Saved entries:
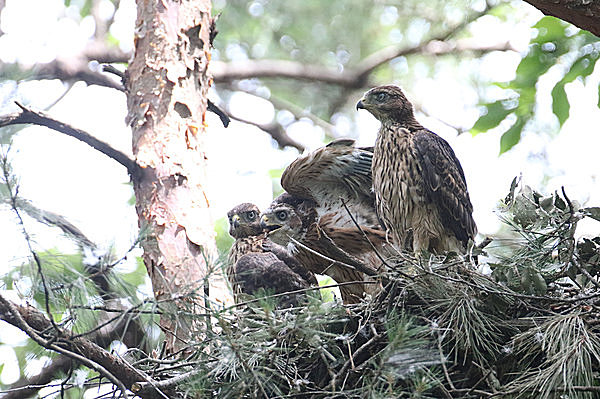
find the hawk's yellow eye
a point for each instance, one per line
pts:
(380, 97)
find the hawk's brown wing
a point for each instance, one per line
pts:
(445, 184)
(332, 173)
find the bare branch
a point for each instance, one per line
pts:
(27, 115)
(583, 14)
(73, 70)
(32, 322)
(275, 130)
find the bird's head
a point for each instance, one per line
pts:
(285, 218)
(388, 104)
(244, 221)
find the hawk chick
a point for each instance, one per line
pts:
(255, 263)
(311, 219)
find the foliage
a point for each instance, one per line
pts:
(440, 327)
(556, 45)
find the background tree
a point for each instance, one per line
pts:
(294, 80)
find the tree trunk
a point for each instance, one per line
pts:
(167, 84)
(584, 14)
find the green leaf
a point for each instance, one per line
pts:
(560, 102)
(593, 212)
(495, 113)
(511, 136)
(550, 28)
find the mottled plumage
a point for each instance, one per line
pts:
(312, 221)
(256, 263)
(419, 184)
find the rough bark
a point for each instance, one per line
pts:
(584, 14)
(167, 86)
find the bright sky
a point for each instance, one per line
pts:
(62, 175)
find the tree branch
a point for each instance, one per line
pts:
(584, 14)
(275, 130)
(33, 322)
(27, 115)
(73, 70)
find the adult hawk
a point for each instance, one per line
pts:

> **Directions for this task**: Each line of the entries holding the string "tree" should be found and copied.

> **Solution to this task**:
find the background tree
find the tree trunk
find the tree branch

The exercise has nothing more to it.